--- Vorliegender Text ---
════════════════

Mit Peitschenknallen und Schellengeläut zogen am Martinstag in manchen Gegenden junge Männer maskiert und lärmend durch die Gassen, um böse Geister zu vertreiben. Vor allem im alpenländischen Raum. Denn im Volksglauben geht an Martini, dem Martinstag das „Wilde Heer“ um. Auch das ein Anknüpfungspunkt an Karneval, das Fest der Masken, Dämonen und des Narren, der seit dem späten Mittelalter zur zentralen Karnevalsfigur wurde, die geltende Ordnung infragestellte und sich lustig machte über alles Vorherrschende. Im letzten Jahr fiel es schon aus, und auch in diesem: Corona hats verschuldet.
Mit „Weiberfastnacht“ beginnt sie recht eigentlich, die sogenannte „fünfte Jahreszeit“, jedenfalls im Süden und Westen Deutschlands, der Karneval. In Süddeutschland heißt er Fasching. Der Faschingsmontag oder „Rosenmontag“ – dieses Jahr am 15. Februar - ist der Höhepunkt der närrischen Tage, die nach katholischer Tradition am „Aschermittwoch“ – also heute - mit „Buß und Reu“ – und einem vom Priester auf der Stirn des Gläubigen aufgetragenen Aschekreuz - beendet werden.
Karneval, die „närrische“ Zeit, erschöpft sich hierzulande meist in mehr oder weniger alkoholseligen Zusammenkünften, bei denen unterm Deckmantel der Narrenfreiheit alle Tabus fallen und die Grenzen der sogenannten bürgerlichen Wohlanständigkeit überschritten werden. Von den Überbleibseln heidnischer Bräuche – man denke an die Hexen und Beschwörungen böser Geister – einmal abgesehen. Dass Karneval auch etwas mit der Kunstform der Oper zu tun hat, ist weithin in Vergessenheit geraten.

════════════════

--- Die Aufgabe ---
Schreib den Text oben über Martinstag und Karneval vollständig und Wort für Wort ab.

--- Die Einträge ---

════════════════

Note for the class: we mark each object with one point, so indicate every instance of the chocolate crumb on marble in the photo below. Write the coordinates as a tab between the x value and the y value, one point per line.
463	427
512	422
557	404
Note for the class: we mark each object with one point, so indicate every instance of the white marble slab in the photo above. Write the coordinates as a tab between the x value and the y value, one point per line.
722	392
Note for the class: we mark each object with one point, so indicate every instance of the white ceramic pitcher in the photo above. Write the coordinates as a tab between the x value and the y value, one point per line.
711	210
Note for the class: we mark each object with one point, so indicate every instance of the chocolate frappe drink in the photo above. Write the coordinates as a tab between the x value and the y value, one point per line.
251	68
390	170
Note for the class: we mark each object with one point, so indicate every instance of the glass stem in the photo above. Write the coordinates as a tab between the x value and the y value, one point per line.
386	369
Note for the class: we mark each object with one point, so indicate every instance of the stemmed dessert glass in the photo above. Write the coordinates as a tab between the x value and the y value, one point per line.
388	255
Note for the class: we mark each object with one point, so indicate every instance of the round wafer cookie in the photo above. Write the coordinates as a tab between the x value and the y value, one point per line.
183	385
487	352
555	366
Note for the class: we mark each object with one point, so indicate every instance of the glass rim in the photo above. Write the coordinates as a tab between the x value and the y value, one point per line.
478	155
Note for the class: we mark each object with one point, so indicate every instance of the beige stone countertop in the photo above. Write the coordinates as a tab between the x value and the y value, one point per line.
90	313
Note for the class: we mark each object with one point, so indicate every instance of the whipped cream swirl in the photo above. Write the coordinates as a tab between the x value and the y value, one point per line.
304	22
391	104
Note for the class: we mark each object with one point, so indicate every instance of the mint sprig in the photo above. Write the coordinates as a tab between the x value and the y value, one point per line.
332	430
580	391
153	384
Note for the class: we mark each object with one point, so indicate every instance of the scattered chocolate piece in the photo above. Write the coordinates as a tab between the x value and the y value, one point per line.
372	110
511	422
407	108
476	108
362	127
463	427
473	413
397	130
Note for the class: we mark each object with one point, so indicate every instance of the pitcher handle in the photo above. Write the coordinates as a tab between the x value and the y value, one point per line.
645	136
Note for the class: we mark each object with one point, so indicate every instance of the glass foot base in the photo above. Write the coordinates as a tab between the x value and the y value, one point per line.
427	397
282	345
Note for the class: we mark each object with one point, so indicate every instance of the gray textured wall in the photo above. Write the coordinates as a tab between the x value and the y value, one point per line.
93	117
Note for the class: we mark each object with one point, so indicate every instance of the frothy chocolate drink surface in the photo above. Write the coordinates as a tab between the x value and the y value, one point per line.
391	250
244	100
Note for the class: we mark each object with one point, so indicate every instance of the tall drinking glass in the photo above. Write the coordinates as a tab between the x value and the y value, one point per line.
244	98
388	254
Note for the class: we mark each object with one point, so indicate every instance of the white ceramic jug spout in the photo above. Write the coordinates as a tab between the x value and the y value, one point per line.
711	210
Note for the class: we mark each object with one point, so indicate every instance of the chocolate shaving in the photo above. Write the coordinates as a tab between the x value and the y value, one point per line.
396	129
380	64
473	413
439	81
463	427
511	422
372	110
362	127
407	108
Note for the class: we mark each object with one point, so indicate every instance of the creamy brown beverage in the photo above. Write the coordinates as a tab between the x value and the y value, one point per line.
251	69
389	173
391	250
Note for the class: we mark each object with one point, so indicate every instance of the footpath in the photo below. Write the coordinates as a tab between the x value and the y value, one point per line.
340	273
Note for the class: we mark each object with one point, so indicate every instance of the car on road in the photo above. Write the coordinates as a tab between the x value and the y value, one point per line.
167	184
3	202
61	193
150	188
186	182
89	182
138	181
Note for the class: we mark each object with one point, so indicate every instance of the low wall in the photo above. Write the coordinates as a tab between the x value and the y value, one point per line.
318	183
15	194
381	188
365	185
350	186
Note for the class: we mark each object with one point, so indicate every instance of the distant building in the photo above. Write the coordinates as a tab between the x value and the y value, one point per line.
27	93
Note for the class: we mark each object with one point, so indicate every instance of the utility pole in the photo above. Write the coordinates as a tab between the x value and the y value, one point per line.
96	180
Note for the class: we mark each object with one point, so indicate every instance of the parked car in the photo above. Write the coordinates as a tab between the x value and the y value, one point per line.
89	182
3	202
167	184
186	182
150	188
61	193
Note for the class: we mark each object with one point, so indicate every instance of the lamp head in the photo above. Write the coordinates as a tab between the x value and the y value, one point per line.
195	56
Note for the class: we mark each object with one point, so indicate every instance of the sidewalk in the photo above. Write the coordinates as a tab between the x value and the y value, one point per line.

════════════════

--- Hier die Antwort ---
Mit Peitschenknallen und Schellengeläut zogen am Martinstag in manchen Gegenden junge Männer maskiert und lärmend durch die Gassen, um böse Geister zu vertreiben. Vor allem im alpenländischen Raum. Denn im Volksglauben geht an Martini, dem Martinstag das „Wilde Heer“ um. Auch das ein Anknüpfungspunkt an Karneval, das Fest der Masken, Dämonen und des Narren, der seit dem späten Mittelalter zur zentralen Karnevalsfigur wurde, die geltende Ordnung infragestellte und sich lustig machte über alles Vorherrschende. Im letzten Jahr fiel es schon aus, und auch in diesem: Corona hats verschuldet.
Mit „Weiberfastnacht“ beginnt sie recht eigentlich, die sogenannte „fünfte Jahreszeit“, jedenfalls im Süden und Westen Deutschlands, der Karneval. In Süddeutschland heißt er Fasching. Der Faschingsmontag oder „Rosenmontag“ – dieses Jahr am 15. Februar - ist der Höhepunkt der närrischen Tage, die nach katholischer Tradition am „Aschermittwoch“ – also heute - mit „Buß und Reu“ – und einem vom Priester auf der Stirn des Gläubigen aufgetragenen Aschekreuz - beendet werden.
Karneval, die „närrische“ Zeit, erschöpft sich hierzulande meist in mehr oder weniger alkoholseligen Zusammenkünften, bei denen unterm Deckmantel der Narrenfreiheit alle Tabus fallen und die Grenzen der sogenannten bürgerlichen Wohlanständigkeit überschritten werden. Von den Überbleibseln heidnischer Bräuche – man denke an die Hexen und Beschwörungen böser Geister – einmal abgesehen. Dass Karneval auch etwas mit der Kunstform der Oper zu tun hat, ist weithin in Vergessenheit geraten.